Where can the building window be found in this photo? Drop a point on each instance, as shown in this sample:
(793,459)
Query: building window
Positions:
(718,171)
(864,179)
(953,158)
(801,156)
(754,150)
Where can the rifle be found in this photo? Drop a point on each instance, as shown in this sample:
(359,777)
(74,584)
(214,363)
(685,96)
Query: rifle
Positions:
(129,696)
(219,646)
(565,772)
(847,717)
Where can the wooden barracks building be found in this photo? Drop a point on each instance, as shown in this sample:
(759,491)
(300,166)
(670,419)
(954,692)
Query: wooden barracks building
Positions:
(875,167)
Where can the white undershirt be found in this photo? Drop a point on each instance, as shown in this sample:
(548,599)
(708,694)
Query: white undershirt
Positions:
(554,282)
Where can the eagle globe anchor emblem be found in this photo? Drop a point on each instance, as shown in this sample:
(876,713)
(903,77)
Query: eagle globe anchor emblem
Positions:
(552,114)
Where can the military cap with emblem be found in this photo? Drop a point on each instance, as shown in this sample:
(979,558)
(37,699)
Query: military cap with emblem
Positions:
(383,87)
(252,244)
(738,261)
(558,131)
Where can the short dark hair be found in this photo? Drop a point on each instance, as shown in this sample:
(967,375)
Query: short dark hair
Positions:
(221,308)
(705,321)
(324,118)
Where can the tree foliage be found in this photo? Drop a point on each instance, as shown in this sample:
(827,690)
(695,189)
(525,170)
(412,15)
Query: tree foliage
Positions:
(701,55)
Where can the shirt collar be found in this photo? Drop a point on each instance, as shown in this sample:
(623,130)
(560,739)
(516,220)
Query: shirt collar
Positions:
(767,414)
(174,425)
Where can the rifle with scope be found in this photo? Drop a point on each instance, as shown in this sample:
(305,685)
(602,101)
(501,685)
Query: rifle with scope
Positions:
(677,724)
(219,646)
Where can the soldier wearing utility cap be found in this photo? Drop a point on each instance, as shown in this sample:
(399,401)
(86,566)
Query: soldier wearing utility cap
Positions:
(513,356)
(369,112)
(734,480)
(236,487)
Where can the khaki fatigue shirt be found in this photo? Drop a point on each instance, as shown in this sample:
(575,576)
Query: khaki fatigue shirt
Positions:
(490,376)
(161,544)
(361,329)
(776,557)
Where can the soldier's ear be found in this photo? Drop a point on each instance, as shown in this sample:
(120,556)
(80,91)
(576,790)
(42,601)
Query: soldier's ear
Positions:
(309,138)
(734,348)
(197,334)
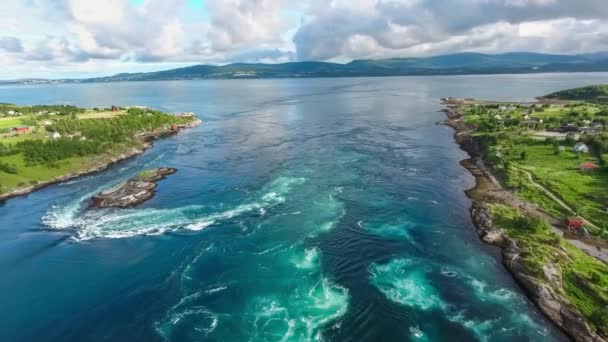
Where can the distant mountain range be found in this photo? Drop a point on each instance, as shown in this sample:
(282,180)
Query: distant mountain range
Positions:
(453,64)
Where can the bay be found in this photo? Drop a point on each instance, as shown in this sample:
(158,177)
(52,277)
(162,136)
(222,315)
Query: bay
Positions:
(308,209)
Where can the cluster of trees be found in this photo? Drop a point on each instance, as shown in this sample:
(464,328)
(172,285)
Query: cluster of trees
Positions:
(25,110)
(101,135)
(8,168)
(6,150)
(119,128)
(595,92)
(49,152)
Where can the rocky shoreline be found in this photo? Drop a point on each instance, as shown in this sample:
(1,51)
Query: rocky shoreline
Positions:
(132,192)
(146,143)
(542,292)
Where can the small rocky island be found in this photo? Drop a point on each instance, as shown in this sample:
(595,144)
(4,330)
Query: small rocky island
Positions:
(132,192)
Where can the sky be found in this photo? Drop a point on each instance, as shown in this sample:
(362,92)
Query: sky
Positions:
(85,38)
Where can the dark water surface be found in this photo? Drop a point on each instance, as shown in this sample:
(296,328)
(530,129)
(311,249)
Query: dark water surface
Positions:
(303,210)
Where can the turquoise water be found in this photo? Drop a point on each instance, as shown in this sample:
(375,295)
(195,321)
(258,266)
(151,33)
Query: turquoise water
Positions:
(303,210)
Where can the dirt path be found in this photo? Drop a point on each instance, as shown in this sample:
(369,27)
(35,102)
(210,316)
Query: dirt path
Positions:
(556,199)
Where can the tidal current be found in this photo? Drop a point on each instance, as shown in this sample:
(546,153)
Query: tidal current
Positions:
(302,210)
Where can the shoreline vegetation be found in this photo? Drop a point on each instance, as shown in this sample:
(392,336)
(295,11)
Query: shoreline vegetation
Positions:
(536,201)
(45,145)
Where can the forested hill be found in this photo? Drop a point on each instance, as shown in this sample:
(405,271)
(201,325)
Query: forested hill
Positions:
(589,93)
(453,64)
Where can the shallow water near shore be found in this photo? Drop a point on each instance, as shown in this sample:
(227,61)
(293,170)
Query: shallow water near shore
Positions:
(302,210)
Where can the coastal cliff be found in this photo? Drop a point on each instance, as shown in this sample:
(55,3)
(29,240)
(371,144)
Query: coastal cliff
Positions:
(132,192)
(545,288)
(145,141)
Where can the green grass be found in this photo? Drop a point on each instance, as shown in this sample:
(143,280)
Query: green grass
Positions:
(32,174)
(28,175)
(10,122)
(584,192)
(585,279)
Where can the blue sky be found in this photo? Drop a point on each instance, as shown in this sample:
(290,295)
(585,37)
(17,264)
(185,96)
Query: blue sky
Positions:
(83,38)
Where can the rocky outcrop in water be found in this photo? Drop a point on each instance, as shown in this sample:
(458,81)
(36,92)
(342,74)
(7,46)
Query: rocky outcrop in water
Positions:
(132,192)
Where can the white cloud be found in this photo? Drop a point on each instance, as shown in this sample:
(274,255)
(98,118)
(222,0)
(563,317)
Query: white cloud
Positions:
(103,35)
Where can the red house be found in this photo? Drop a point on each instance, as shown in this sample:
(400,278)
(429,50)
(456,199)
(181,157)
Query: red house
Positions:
(587,166)
(20,129)
(575,223)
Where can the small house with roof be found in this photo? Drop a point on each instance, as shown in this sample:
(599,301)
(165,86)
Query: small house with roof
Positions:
(575,223)
(23,129)
(580,148)
(587,166)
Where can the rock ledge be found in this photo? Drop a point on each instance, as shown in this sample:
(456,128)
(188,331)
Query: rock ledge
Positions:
(132,192)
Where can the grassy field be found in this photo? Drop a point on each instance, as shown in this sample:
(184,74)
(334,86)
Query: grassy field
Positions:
(91,114)
(585,279)
(9,122)
(514,143)
(28,175)
(585,192)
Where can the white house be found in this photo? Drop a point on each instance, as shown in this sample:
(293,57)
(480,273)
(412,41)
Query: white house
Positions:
(581,148)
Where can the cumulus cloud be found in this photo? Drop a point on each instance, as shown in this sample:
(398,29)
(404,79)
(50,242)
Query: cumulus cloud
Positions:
(72,32)
(376,28)
(11,44)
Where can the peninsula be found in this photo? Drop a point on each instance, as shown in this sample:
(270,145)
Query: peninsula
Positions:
(541,196)
(46,144)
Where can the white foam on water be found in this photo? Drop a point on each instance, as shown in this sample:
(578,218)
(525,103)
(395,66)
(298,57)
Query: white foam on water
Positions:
(390,230)
(124,223)
(329,213)
(418,334)
(309,260)
(300,316)
(195,320)
(216,289)
(404,281)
┄┄┄┄┄┄┄┄┄┄
**Exercise description:**
Print all of the data above line for line with no changes, and leave the pictures out of your answer.

**Expected answer:**
Where can the building window be found in this photo? Drop a point on each instance, as shown in this sample:
(793,459)
Query: building window
Positions:
(718,171)
(864,179)
(953,158)
(801,156)
(754,150)
Where can the rifle be found in this photo? Drop a point on each instance, as shown in this sample:
(359,777)
(74,584)
(214,363)
(685,96)
Query: rifle
Positions:
(129,696)
(219,646)
(565,772)
(847,717)
Where can the wooden barracks building be found in this photo? Drop a point on each instance, as shown in this sample:
(759,491)
(300,166)
(670,419)
(954,692)
Query: wooden barracks building
Positions:
(875,167)
Where can the white undershirt be found in this photo? Drop a point on each instance, as shown in this sample:
(548,599)
(708,694)
Query: white undershirt
Positions:
(554,282)
Where can the eagle globe anchor emblem be found in this photo? Drop a point on each instance, as shown in this sample:
(876,713)
(903,77)
Query: eagle globe anchor emblem
Positions:
(552,114)
Where can the military cap with emblem be found in this photo? Drop a point on each instance, as shown in this sample:
(979,558)
(37,699)
Query: military cap with emblem
Positions:
(383,87)
(252,244)
(738,261)
(558,131)
Where can the short dark hair be found in this photo? Drop a point on each instance, as shown in this sample:
(967,375)
Query: short dark hair
Positions:
(221,308)
(705,321)
(324,118)
Where can the tree foliage be found in this photo? Drop a point on each instance, as shown in this sample:
(827,690)
(695,189)
(525,170)
(412,15)
Query: tree foliage
Positions:
(701,55)
Where can the shirt collar be found in this photo? Drop a point on each instance, as shown in this sample:
(623,130)
(560,739)
(516,220)
Query: shirt collar
Positions:
(767,414)
(174,425)
Where can the rifle with scope be found in this photo? Drop a point on each instance, as shown in this sample:
(305,685)
(602,101)
(501,685)
Query: rifle with scope
Positions:
(677,724)
(219,646)
Where can the soldier wearing utility cap be found in this photo? Drop a point on each instance, as shown in this sample:
(399,401)
(86,566)
Query: soldier wearing utility cap
Positions:
(513,356)
(369,112)
(734,480)
(236,487)
Where can the khaki fatigue shirt be found in this photo? Drop a point on each instance, as shown in this sample:
(575,576)
Query: khaki fatigue shirt
Positions:
(490,376)
(161,544)
(361,329)
(776,557)
Where can the soldier's ear be found in this photo? Drop a point on each instance, as shown in this sample:
(120,556)
(80,91)
(576,790)
(42,601)
Query: soldier's ear
Positions:
(309,138)
(734,348)
(197,334)
Where can the distant mountain range be found in this photo? Drop a point on each instance, as shown in this sample:
(282,180)
Query: distant mountain range
Positions:
(453,64)
Where can the bay be found in this photo? Drop a point on each instance, as shown in this sample:
(158,177)
(52,277)
(162,136)
(222,315)
Query: bay
Positions:
(308,209)
Where can the cluster of trees be found in this photo? Drop a point on each instance, as shown in this sample:
(464,328)
(172,285)
Query: cluster of trees
Positions:
(25,110)
(101,135)
(8,168)
(6,150)
(119,128)
(595,92)
(49,152)
Where can the rocky shoreline be found in this photo? Drop a point on each instance, as shown in this sample:
(1,51)
Query: rocky shoreline
Positions:
(132,192)
(146,143)
(542,292)
Where can the small rocky island be found in this photo? Drop a point on each instance, as shown in this sample:
(595,144)
(4,330)
Query: small rocky island
Positions:
(132,192)
Where can the sky be found in this photo? Drop a point on each instance, as shown in this sample:
(362,92)
Query: sky
Positions:
(85,38)
Where can the dark water surface be found in this photo? Drop a point on each instance, as shown in this sample:
(296,328)
(530,129)
(311,249)
Query: dark water surface
Positions:
(303,210)
Where can the turquoise water be found in this photo? Drop a point on each instance, as shown in this sample:
(375,295)
(195,321)
(258,266)
(151,33)
Query: turquoise water
Positions:
(303,210)
Where can the dirt path be found in this photo? Drop a point on each instance, as shown in this sample:
(369,27)
(35,102)
(210,316)
Query: dirt path
Positions:
(556,199)
Where can the tidal current be found in this photo? Drop a point on each instance, as shown in this sample:
(546,153)
Query: tidal current
Positions:
(302,210)
Where can the shoreline vegetation be found in this photo? Drop a point on each instance, as shown in this sample:
(392,336)
(295,11)
Query: shoreline vegetation
Positions:
(536,201)
(45,145)
Where can the forested hill be found in this photo? Drop a point on each instance, as shown in this sample:
(405,271)
(201,325)
Query: forested hill
Positions:
(589,93)
(453,64)
Where can the shallow water near shore be found in this photo? Drop a point on each instance, as shown in this sample:
(227,61)
(293,170)
Query: shallow water near shore
Positions:
(302,210)
Where can the coastal cliff be found in this photo? Drop a point on each instance, as shown in this sample:
(55,3)
(29,240)
(371,144)
Query: coastal cliff
Positions:
(132,192)
(545,288)
(145,141)
Where can the green grass be found in this photo? Drop a point on each instance, as shown in this sample:
(143,280)
Query: green grass
Positions:
(32,174)
(28,175)
(10,122)
(584,192)
(585,279)
Where can the blue sky be found in this photo? Drop a point on each instance, as shown in this sample:
(290,295)
(585,37)
(17,264)
(185,96)
Query: blue sky
Positions:
(83,38)
Where can the rocky outcrop in water be found in this photo? Drop a point on each instance, as shown in this sample:
(458,81)
(36,92)
(342,74)
(7,46)
Query: rocky outcrop in water
Positions:
(132,192)
Where can the white cloud be found in this photo? Drop a point on each instance, as shown in this sample:
(274,255)
(98,118)
(222,0)
(563,317)
Query: white cloud
Positions:
(103,35)
Where can the red house be found in this photo? Drop a point on each instance, as shown in this sample:
(400,278)
(429,50)
(456,199)
(181,157)
Query: red house
Positions:
(587,166)
(20,129)
(575,223)
Where can the small house with roof be found in this photo? Drop a point on each instance, as shown in this sample:
(599,301)
(165,86)
Query: small house with roof
Positions:
(575,223)
(23,129)
(580,148)
(587,166)
Where can the rock ledge be found in this photo? Drop a point on each instance, as shown in this sample:
(456,128)
(188,331)
Query: rock ledge
Positions:
(132,192)
Where can the grassy field be found in this photo? Drop a point on each instance, as shown in this sample:
(184,74)
(334,86)
Query: grassy field
Positions:
(91,114)
(585,279)
(9,122)
(514,143)
(28,175)
(585,192)
Where can the white house be found in this photo? Drop a point on each instance, as shown in this sample:
(293,57)
(480,273)
(412,41)
Query: white house
Positions:
(581,148)
Where can the cumulus cloud be found in this photo? Drop a point on each instance, as shown in this sample:
(398,29)
(404,79)
(50,242)
Query: cumulus cloud
Positions:
(72,32)
(376,28)
(11,44)
Where can the peninsula be found in this photo? Drop a point on each instance, as shown in this sample:
(270,145)
Query: peninsula
Positions:
(541,196)
(46,144)
Where can the white foam on water be found in this photo? Drop a point on each instance, as shown in this sample:
(578,218)
(525,103)
(395,66)
(298,57)
Query: white foam on water
Positions:
(390,230)
(124,223)
(329,213)
(418,334)
(309,260)
(300,316)
(195,320)
(216,289)
(404,281)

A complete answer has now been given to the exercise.